DIRECTIONS FOR THIS TASK: Starting at the top of the data and stopping after the line with "[0,0,626,112]", rewrite those lines with "waterfall" changed to "cascade" and everything else kept the same.
☆ ☆ ☆ ☆
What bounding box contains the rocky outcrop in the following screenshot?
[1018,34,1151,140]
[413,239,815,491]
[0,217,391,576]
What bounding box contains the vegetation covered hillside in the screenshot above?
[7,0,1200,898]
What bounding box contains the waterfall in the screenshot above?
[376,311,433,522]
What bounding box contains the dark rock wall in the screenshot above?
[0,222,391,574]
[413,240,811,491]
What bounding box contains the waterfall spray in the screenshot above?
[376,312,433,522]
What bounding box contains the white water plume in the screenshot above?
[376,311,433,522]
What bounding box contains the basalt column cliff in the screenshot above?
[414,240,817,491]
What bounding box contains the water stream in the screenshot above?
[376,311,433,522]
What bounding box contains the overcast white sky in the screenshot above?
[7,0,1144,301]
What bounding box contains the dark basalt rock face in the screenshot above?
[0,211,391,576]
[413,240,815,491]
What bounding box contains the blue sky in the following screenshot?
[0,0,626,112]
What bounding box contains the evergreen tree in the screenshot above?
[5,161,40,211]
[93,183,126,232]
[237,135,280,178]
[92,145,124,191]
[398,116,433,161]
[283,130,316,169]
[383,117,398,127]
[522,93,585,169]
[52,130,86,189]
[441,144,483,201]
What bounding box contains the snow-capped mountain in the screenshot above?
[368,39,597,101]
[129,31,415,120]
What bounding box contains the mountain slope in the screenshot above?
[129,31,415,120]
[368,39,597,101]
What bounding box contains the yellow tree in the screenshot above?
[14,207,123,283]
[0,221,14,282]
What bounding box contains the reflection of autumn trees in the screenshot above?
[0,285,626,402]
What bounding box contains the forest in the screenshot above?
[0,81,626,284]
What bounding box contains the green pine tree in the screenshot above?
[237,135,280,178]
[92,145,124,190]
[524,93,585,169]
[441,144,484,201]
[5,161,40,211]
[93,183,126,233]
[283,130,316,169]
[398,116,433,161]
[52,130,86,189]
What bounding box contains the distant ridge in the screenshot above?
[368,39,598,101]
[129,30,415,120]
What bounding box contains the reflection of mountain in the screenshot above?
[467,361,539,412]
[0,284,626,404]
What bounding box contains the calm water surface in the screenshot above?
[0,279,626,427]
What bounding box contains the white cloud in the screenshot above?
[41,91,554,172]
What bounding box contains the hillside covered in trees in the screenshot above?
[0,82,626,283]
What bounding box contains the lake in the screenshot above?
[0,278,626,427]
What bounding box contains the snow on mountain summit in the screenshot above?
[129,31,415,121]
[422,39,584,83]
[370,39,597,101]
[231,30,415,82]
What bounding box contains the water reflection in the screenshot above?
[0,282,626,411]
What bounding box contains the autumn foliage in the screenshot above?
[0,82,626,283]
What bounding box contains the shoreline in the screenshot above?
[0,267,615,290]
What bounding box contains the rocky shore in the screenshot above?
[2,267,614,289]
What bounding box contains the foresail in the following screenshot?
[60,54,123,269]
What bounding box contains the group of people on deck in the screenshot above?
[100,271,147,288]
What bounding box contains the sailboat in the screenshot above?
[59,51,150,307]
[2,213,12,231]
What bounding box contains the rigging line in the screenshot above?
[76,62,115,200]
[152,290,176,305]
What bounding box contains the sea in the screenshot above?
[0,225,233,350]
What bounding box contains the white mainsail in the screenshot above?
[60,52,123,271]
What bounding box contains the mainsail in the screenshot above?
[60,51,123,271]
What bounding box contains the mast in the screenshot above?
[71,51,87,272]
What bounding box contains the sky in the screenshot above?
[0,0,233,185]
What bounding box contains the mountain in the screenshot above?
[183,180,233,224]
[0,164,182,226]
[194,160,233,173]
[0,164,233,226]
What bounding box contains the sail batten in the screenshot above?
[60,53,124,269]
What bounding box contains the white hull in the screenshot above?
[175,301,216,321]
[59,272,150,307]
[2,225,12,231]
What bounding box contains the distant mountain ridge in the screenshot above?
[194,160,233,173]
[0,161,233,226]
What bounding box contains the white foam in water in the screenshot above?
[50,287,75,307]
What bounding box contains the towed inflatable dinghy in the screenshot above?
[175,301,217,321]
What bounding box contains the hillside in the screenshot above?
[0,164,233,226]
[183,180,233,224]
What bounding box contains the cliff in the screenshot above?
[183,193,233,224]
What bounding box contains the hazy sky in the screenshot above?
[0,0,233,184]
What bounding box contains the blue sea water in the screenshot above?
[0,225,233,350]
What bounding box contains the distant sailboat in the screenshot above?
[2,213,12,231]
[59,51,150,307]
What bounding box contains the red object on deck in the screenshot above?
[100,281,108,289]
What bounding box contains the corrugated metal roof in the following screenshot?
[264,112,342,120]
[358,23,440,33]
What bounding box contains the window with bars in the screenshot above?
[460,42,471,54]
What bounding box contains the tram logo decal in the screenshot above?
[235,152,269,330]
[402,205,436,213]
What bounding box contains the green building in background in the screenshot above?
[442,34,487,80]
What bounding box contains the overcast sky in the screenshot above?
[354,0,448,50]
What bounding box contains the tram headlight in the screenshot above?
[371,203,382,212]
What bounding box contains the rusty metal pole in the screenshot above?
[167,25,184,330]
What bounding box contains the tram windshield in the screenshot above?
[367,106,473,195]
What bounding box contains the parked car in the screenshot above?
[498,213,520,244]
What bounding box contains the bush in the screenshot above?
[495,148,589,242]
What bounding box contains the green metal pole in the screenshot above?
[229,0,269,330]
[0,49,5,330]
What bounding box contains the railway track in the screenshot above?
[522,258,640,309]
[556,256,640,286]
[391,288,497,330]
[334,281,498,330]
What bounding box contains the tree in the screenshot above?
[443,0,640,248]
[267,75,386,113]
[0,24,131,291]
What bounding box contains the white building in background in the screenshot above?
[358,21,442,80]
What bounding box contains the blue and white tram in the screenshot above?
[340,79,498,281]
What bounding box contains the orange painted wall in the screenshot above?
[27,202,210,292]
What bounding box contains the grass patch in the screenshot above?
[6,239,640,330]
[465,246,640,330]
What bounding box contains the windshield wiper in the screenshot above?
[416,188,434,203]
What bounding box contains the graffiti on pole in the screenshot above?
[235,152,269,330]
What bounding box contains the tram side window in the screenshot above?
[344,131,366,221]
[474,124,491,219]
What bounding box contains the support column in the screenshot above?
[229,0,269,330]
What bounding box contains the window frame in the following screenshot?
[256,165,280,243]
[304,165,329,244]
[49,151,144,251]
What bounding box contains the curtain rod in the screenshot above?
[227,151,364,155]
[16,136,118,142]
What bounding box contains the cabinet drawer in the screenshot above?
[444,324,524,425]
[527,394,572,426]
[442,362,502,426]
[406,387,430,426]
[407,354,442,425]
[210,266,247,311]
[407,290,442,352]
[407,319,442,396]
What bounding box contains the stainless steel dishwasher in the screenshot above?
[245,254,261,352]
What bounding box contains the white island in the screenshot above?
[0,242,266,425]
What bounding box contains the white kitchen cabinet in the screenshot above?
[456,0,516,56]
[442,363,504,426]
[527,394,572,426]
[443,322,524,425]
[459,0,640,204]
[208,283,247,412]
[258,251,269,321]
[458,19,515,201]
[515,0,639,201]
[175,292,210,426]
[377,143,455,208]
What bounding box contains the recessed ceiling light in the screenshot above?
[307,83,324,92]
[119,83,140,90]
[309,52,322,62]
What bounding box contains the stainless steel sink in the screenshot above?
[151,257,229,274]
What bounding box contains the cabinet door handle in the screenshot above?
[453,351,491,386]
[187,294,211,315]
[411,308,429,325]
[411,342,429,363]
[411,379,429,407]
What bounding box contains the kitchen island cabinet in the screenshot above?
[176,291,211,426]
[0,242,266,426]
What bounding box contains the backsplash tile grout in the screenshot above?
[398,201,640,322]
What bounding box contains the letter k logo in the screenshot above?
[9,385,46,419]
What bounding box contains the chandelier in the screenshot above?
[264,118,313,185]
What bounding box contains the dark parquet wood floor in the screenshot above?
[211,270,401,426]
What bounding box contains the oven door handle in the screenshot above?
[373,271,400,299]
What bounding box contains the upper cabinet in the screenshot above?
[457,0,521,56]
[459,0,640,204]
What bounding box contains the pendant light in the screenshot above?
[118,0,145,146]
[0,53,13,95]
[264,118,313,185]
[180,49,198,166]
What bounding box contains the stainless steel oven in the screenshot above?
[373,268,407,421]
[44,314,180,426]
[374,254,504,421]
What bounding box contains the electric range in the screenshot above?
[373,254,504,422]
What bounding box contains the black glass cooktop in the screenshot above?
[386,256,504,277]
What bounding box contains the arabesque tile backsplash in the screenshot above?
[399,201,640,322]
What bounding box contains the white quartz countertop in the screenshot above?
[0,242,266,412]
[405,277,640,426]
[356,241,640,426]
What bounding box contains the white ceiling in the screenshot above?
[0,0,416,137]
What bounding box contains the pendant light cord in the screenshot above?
☆ ☆ ☆ ☆
EXERCISE RESPONSE:
What bounding box contains the rocky outcrop in the following screenshot?
[1018,34,1151,140]
[413,239,815,491]
[0,217,391,576]
What bounding box contains the vegetation covered hillside in the screenshot above?
[7,0,1200,898]
What bounding box contains the cascade in the screenshot above?
[376,311,433,522]
What bounding box contains the dark rock wall in the screenshot above?
[0,222,391,574]
[413,240,811,491]
What bounding box contains the cascade spray in the screenshot above?
[376,312,433,522]
What bounding box contains the white water plume in the screenshot above?
[376,311,433,522]
What bounding box contains the basalt column cliff in the screenshot above?
[414,240,817,491]
What bounding box contains the water stream in the screenshot above?
[376,311,433,522]
What bounding box contains the overcast white sky in the screenshot above?
[7,0,1144,301]
What bounding box contains the dark basalt rock face in the screenshot above?
[0,211,391,576]
[413,240,815,491]
What bounding box contains the blue sky in the following screenshot?
[0,0,626,112]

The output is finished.